%%

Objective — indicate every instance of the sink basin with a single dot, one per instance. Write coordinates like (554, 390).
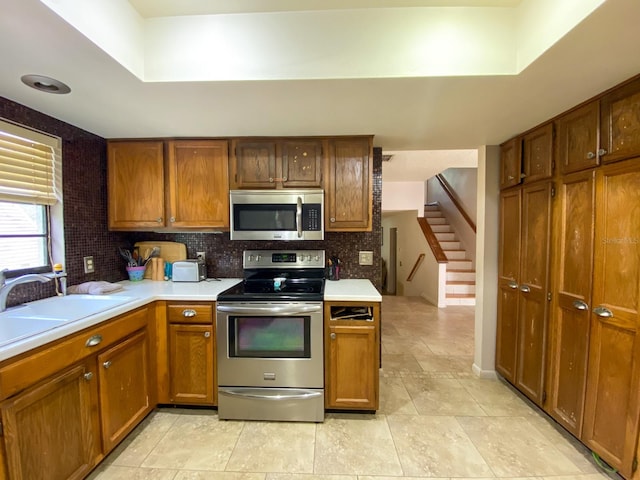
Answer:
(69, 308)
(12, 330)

%%
%%

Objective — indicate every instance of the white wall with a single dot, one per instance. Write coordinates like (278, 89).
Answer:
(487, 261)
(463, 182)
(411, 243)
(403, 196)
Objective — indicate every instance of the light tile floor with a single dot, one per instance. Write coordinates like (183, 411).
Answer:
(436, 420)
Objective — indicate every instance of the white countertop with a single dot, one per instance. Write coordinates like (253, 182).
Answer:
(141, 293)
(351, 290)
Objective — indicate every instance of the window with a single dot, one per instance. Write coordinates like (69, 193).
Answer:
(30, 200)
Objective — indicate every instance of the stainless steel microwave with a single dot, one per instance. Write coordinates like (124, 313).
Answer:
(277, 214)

%%

### Required action
Take from the listing every line in which the word "white" appears.

### Finished exercise
Objective — indicate every instance of the white wall with a single dot, one per instance. Write coordinates like (278, 89).
Objective — indicate every instance of the white countertop with a single dot, one per instance. Write coordinates like (253, 182).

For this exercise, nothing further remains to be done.